» Extracted entries
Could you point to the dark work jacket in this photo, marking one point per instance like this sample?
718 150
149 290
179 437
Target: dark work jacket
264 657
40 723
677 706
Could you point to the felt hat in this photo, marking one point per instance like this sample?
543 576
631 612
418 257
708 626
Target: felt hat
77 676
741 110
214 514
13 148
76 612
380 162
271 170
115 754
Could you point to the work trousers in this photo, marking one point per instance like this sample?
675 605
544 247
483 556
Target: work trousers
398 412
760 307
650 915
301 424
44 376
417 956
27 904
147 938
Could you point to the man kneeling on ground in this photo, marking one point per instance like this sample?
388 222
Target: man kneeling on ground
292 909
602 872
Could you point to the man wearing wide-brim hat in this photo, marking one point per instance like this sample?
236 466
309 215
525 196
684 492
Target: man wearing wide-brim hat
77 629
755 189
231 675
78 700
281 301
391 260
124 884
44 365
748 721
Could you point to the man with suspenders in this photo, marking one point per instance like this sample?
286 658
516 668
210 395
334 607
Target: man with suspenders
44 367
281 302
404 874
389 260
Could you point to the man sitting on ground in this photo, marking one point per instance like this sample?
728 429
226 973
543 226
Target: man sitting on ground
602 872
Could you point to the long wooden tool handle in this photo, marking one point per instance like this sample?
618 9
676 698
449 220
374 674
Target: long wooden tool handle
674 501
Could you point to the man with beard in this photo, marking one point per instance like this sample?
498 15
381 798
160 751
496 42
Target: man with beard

» Task instructions
Each line of the entries where the string "beard" occurs should be shown.

» Solved exercise
Could you point to the man with beard in this photo, marking one point per instance like this sample?
Target: man with beard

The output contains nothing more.